GIVEN INSTRUCTION 1>
Count the lines in the listing below that contain the string "person", with case counting, and give only the number.

EXCERPT>
☆ ☆ ☆ ☆
Its most consequential migration was into the broader agenda of RRI. As the framework took hold in European science policy, particularly through the European Commission’s Framework Programmes, the anticipatory frame was absorbed into that wider movement.4 Anticipatory Governance thereby gained reach and lost some distinctiveness. It became one strand in a movement rather than a standalone program.

International organizations have since codified the idea. The OECD’s 2024 Framework for Anticipatory Governance of Emerging Technologies cites Guston directly and translates the concept into five elements: guiding values, strategic intelligence, stakeholder engagement, agile regulation, and international co-operation.6 The mapping is legible. Foresight reappears as “strategic intelligence,” engagement keeps its name, and the framework binds the whole to liberal-democratic values and cross-border coordination. The translation also domesticates the concept. What began as a critical intervention in science policy becomes, in the OECD’s hands, a checklist for well-run states.
☆ ☆ ☆ ☆
RECORD LIST>
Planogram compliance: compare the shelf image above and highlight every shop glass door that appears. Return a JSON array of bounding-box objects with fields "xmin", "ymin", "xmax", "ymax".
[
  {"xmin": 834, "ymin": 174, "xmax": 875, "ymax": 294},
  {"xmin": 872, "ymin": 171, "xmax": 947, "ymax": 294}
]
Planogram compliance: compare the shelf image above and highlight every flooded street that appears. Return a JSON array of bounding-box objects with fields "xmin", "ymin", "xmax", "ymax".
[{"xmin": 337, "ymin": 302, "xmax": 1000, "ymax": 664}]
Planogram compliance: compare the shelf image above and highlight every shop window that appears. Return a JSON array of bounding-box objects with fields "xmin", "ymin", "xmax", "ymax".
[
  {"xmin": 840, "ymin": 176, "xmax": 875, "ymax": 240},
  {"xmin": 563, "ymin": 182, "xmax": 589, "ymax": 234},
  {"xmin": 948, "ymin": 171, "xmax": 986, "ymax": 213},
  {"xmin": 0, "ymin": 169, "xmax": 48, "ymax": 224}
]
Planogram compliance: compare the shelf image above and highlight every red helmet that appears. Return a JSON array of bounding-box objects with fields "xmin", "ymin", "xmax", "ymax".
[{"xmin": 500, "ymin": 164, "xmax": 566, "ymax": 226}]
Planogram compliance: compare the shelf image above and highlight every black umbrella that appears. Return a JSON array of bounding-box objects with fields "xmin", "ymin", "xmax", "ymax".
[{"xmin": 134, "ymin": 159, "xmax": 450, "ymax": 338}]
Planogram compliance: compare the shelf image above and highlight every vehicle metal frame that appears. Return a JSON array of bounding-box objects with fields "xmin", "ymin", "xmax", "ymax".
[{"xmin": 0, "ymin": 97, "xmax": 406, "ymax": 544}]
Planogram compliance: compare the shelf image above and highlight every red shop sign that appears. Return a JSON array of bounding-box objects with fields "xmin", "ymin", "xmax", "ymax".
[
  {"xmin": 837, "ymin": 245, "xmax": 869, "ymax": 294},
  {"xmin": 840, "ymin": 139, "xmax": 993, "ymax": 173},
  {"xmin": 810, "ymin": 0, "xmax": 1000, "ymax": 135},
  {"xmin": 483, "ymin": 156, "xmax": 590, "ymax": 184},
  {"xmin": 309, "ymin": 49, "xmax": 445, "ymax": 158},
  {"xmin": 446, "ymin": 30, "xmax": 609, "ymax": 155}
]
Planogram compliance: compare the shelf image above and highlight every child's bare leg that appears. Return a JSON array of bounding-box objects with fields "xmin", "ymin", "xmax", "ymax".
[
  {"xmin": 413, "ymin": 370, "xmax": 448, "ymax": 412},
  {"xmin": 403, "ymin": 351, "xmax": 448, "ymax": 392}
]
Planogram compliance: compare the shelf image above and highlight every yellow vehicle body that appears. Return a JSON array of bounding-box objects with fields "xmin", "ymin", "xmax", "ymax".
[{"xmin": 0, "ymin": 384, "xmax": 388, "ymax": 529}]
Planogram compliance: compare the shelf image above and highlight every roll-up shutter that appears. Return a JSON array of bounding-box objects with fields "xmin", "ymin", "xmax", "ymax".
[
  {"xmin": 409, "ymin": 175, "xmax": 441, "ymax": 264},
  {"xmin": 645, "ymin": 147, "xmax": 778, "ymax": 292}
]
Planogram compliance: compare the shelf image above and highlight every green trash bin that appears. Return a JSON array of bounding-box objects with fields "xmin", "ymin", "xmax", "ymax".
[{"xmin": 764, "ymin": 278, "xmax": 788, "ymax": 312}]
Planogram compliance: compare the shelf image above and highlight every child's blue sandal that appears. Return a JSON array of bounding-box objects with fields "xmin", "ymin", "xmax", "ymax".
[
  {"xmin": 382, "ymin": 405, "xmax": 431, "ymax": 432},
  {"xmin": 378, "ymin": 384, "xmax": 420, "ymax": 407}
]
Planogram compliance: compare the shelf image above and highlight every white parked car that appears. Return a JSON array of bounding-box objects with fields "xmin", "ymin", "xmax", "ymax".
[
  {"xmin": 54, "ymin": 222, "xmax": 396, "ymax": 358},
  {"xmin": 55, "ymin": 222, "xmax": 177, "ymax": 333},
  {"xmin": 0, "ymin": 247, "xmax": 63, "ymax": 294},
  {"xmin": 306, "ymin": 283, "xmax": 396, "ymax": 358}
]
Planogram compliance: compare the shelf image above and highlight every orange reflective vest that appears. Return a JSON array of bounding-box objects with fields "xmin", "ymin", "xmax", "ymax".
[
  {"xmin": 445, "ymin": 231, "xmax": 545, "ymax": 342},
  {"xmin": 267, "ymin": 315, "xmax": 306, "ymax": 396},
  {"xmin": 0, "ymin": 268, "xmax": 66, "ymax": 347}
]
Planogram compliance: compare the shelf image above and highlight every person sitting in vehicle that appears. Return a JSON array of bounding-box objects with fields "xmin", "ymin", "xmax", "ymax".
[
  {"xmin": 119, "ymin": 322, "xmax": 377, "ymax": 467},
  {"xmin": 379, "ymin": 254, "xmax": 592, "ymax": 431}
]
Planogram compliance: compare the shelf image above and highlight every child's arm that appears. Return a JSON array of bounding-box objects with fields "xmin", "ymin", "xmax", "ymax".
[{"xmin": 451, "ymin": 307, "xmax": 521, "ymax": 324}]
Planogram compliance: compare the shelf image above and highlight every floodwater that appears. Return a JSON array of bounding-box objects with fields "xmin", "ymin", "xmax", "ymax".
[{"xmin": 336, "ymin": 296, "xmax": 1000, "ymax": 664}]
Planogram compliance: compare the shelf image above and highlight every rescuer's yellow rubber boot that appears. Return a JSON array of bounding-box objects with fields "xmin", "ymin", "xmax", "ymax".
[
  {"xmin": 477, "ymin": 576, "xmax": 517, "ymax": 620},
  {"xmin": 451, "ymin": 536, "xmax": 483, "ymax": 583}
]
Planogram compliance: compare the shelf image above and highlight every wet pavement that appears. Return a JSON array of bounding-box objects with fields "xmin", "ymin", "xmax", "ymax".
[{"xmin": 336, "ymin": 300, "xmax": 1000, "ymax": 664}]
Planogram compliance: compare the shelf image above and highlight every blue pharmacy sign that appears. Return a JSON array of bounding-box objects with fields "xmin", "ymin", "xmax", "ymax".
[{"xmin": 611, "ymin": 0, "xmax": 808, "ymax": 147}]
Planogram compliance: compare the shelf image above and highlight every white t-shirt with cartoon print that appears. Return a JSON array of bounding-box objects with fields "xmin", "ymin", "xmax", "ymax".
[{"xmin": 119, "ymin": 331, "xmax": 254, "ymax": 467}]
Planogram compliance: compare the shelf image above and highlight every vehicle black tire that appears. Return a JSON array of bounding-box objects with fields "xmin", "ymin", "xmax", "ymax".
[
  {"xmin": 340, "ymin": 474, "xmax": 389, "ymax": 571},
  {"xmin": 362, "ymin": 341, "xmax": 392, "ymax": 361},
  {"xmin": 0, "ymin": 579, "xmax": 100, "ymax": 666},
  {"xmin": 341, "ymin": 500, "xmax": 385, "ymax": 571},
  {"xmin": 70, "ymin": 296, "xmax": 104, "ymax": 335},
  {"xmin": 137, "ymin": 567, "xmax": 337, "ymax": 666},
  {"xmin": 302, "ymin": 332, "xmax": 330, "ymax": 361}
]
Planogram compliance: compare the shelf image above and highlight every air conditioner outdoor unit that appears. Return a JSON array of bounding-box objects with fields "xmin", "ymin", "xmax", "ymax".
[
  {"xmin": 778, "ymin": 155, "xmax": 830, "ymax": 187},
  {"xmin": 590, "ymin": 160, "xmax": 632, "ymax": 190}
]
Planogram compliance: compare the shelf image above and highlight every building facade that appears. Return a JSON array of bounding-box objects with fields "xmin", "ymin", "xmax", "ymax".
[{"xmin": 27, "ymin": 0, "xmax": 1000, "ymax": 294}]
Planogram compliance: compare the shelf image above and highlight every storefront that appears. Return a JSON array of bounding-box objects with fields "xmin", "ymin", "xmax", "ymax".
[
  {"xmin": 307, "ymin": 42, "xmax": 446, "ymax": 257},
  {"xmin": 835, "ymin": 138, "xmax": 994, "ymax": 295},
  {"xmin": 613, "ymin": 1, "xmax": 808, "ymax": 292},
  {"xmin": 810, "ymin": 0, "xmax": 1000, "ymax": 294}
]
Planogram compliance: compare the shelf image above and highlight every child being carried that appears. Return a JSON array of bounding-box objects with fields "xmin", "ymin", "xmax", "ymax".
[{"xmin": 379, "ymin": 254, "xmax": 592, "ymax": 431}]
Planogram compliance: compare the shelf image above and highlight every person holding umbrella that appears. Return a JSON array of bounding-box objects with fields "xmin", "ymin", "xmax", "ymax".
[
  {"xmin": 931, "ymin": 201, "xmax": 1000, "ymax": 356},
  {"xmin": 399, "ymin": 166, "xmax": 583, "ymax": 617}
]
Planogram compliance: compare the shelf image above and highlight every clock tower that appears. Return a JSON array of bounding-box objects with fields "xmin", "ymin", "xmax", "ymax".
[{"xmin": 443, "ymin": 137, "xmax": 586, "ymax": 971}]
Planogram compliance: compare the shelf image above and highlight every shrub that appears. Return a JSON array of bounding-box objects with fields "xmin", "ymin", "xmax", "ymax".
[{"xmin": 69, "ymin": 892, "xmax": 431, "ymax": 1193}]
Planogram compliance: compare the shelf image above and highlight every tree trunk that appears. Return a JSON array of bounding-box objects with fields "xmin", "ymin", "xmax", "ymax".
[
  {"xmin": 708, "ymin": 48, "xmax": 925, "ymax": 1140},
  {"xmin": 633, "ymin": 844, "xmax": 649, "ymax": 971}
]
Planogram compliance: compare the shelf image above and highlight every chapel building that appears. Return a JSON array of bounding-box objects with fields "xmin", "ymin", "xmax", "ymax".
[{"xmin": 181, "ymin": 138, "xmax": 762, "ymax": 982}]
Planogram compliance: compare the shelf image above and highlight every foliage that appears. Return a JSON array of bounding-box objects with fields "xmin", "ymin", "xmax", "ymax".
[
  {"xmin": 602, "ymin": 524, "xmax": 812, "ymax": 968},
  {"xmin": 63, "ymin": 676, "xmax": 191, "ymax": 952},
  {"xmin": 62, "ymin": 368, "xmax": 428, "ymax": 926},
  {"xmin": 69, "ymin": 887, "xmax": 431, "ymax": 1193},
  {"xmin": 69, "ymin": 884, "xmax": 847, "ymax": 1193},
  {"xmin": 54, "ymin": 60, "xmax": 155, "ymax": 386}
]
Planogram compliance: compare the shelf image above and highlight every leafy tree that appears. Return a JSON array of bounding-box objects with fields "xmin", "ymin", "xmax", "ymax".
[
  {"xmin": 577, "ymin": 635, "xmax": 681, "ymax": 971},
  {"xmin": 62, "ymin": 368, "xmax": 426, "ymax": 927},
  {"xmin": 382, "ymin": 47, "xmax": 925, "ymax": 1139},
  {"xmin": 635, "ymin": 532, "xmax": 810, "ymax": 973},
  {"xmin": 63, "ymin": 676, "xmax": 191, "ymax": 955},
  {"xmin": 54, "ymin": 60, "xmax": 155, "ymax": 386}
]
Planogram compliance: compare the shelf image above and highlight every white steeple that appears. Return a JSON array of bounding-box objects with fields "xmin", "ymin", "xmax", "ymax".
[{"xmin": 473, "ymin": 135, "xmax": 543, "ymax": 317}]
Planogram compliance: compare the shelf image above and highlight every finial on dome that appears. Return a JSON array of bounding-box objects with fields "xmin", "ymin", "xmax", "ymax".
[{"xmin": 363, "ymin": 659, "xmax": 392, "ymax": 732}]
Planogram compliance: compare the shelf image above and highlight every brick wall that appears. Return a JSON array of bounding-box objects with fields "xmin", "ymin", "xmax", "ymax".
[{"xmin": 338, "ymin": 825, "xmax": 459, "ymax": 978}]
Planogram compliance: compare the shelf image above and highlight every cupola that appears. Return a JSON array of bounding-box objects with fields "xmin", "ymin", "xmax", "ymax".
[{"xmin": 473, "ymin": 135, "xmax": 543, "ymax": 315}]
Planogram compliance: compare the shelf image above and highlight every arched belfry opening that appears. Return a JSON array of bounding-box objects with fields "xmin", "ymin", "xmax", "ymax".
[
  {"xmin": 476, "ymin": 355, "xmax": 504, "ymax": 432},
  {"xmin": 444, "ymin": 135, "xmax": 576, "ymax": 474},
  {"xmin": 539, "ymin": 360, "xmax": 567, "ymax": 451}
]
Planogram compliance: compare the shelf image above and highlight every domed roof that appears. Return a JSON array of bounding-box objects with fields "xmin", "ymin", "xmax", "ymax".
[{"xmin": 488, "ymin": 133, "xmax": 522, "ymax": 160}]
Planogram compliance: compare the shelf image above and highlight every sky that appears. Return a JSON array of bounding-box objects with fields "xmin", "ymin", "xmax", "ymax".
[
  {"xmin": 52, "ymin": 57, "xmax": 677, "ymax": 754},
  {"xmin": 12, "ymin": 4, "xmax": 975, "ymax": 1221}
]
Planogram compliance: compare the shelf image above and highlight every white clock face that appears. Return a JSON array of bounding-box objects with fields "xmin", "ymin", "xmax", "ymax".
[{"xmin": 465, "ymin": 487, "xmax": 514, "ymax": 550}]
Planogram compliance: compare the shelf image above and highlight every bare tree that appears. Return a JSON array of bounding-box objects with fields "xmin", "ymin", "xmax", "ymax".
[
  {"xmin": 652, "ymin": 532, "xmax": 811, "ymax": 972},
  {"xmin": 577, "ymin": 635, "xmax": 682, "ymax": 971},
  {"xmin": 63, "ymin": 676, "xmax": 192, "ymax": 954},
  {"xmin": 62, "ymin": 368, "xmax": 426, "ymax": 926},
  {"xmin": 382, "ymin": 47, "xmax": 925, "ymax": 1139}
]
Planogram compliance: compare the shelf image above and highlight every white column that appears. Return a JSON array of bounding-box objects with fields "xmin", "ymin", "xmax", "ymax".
☆ ☆ ☆ ☆
GIVEN INSTRUCTION 2>
According to the excerpt on anticipatory governance, why did Anticipatory Governance gain reach but lose some distinctiveness?

WRITTEN RESPONSE 1>
2

WRITTEN RESPONSE 2>
As RRI took hold in European science policy, particularly through the European Commission's Framework Programmes, the anticipatory frame was absorbed into that wider movement. That absorption gave it reach but made it one strand in a movement rather than a standalone program.